## EXERCISE REQUIREMENTS
(a) Answer each question from the flash memory passage on its own line, marked (i), (ii), (iii):
(i) What two topics does the section say it introduces?
(ii) How does the transistor behave when the floating gate is discharged?
(iii) What is the read signal designed to monitor?
(b) Using the flash memory passage, list every class that floating gate transistors are divided into by storage capacity, with the abbreviations it gives.
(c) Turn the paragraph of the flash memory passage that opens with "The schematic of a floating gate transistor" into a short bulleted list that keeps its main facts.

## GIVEN PASSAGE
☆ ☆ ☆ ☆ ☆

FLASH MEMORY PRELIMINARIES
This section briefly introduces the flash memory architecture and the working mechanism of floating gate transistors.
Floating Gate Transistors
The schematic of a floating gate transistor is shown in Figure 2 .(a) [10] . The non-volatile property of flash memory is realized by the charging and discharging of this floating gate [6] . When the floating gate is discharged, it behaves like a MOSFET and the threshold voltage remains relatively low (the blue curve in Figure 2.(b) ). If the floating gate is charged, the threshold voltage is shifted (the red curve in Figure 2 .(b)). A read signal is designed to monitor whether the floating gate is charged or not. Based on the storage capacity, the floating gate transistors can be classified into single-level cell (SLC), multiple-level cell (MLC) and triplelevel cell (TLC). The latter two floating gate transistors can be charged to three or seven potentials.

☆ ☆ ☆ ☆ ☆

## RECORDED INFORMATION
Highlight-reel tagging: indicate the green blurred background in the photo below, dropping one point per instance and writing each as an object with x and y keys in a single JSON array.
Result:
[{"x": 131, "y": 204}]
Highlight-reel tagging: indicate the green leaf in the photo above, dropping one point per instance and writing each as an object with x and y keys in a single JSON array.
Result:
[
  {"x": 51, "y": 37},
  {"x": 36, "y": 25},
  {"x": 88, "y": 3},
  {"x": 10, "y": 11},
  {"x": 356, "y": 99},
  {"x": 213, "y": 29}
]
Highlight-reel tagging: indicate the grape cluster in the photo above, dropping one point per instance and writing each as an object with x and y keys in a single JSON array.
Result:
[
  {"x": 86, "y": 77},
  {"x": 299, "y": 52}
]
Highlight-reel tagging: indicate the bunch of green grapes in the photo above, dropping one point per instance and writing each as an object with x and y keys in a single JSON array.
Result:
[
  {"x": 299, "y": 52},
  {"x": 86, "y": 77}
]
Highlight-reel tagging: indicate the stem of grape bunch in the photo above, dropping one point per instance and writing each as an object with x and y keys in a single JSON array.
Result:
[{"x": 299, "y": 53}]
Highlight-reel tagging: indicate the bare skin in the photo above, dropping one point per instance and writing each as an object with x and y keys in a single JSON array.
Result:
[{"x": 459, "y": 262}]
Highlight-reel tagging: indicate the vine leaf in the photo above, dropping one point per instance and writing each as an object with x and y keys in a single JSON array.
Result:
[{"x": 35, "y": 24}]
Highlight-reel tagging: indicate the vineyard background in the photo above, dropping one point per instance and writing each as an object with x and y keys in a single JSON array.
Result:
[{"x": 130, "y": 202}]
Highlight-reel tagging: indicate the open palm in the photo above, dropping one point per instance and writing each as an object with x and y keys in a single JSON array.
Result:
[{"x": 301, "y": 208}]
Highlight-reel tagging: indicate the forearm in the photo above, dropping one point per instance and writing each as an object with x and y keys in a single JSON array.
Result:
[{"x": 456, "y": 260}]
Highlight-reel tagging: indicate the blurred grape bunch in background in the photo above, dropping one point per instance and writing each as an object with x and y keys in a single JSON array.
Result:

☆ ☆ ☆ ☆ ☆

## RESPONSES IN ORDER
(a)
(i) The flash memory architecture and the working mechanism of floating gate transistors.
(ii) It behaves like a MOSFET, and the threshold voltage remains relatively low.
(iii) Whether the floating gate is charged or not.

(b)
- Single-level cell (SLC)
- Multiple-level cell (MLC)
- Triple-level cell (TLC)

(c)
- Flash memory is non-volatile because the floating gate is charged and discharged.
- Discharged floating gate: the transistor behaves like a MOSFET, and the threshold voltage stays relatively low.
- Charged floating gate: the threshold voltage is shifted.
- A read signal checks whether the floating gate is charged.
- By storage capacity, the transistors are single-level cell (SLC), multiple-level cell (MLC), or triple-level cell (TLC).
- MLC and TLC transistors can be charged to three or seven potentials.